---- EXERCISE MATERIALS

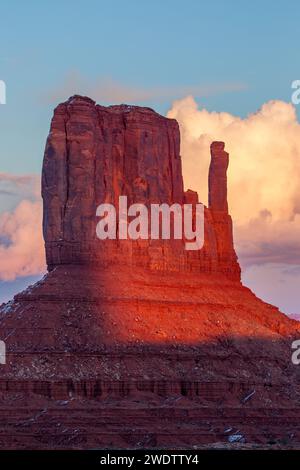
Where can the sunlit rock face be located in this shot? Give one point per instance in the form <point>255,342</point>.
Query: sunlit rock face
<point>143,325</point>
<point>95,154</point>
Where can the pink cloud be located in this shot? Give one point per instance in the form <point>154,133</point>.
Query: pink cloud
<point>22,254</point>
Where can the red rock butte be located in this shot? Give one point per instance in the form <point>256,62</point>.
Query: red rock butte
<point>139,343</point>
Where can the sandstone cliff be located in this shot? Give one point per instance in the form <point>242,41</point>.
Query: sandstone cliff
<point>146,326</point>
<point>93,155</point>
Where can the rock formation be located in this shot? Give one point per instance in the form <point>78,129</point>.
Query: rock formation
<point>138,343</point>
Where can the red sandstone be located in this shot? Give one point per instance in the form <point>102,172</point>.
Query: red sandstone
<point>138,343</point>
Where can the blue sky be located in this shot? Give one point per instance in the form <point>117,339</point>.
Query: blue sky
<point>142,44</point>
<point>244,52</point>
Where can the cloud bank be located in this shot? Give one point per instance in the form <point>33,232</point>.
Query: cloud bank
<point>21,241</point>
<point>264,174</point>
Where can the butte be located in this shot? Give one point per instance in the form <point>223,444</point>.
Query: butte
<point>139,344</point>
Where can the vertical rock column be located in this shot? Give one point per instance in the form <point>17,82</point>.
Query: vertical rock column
<point>217,197</point>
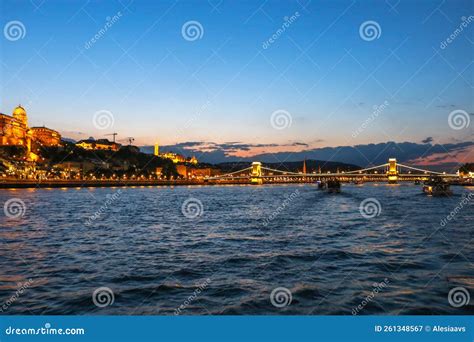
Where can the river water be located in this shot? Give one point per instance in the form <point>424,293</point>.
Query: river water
<point>225,249</point>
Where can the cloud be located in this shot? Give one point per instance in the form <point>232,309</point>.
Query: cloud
<point>427,140</point>
<point>363,155</point>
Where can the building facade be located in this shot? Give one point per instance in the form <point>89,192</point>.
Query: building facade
<point>99,144</point>
<point>14,131</point>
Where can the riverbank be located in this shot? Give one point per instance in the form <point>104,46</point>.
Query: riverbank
<point>25,184</point>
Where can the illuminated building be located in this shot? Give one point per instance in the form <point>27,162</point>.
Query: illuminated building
<point>182,170</point>
<point>14,131</point>
<point>46,136</point>
<point>176,158</point>
<point>190,172</point>
<point>99,144</point>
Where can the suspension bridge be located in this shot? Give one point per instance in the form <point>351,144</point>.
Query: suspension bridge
<point>391,172</point>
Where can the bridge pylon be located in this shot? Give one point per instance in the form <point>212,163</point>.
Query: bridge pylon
<point>392,172</point>
<point>256,176</point>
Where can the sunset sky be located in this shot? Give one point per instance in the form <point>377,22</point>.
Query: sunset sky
<point>224,86</point>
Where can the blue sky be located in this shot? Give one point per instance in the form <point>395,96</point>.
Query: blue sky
<point>225,86</point>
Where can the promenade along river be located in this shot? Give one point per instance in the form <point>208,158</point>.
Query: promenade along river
<point>154,247</point>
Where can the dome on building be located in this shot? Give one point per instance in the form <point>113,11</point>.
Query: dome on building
<point>19,113</point>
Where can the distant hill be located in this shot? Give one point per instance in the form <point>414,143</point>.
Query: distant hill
<point>294,166</point>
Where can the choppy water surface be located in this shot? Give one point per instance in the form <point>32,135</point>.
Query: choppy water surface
<point>247,241</point>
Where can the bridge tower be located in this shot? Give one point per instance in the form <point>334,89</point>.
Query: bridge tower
<point>256,177</point>
<point>392,172</point>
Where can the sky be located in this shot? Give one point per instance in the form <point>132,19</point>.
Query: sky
<point>274,75</point>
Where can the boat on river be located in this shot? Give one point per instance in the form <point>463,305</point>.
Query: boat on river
<point>437,186</point>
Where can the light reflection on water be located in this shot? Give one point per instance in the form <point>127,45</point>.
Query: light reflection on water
<point>319,246</point>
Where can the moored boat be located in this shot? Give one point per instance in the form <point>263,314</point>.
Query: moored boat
<point>333,186</point>
<point>436,186</point>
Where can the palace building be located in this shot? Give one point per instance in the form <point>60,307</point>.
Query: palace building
<point>14,131</point>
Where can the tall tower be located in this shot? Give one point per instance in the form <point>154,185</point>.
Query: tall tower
<point>19,114</point>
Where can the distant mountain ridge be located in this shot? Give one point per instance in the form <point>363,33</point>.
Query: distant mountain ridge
<point>363,155</point>
<point>296,166</point>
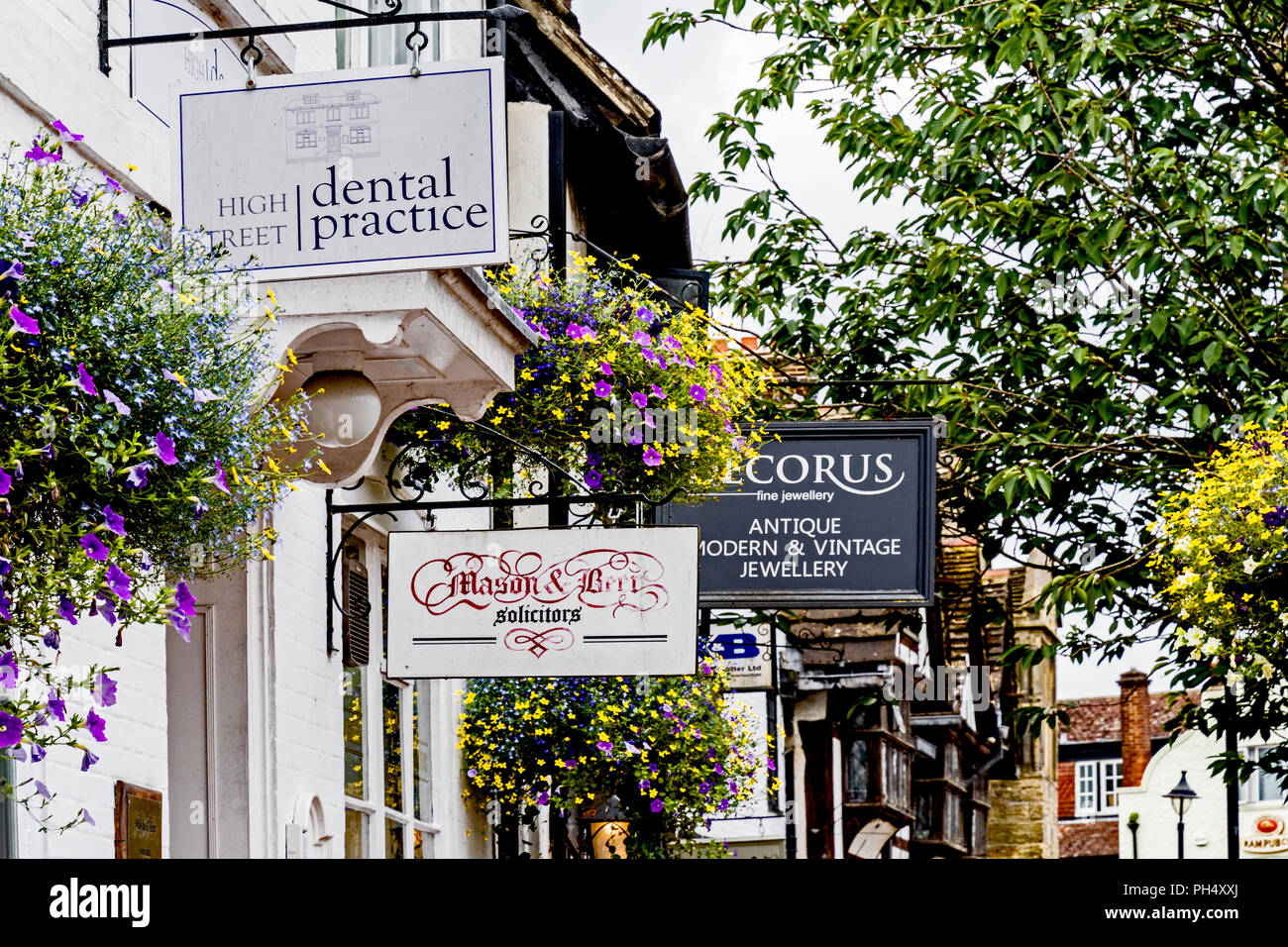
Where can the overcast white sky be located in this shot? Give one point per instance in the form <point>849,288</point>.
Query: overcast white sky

--------

PROMPT » What is the number of lines in the records that contain the word "overcast"? Answer with the number and nothing else.

SOLUTION FOR THIS PROBLEM » 2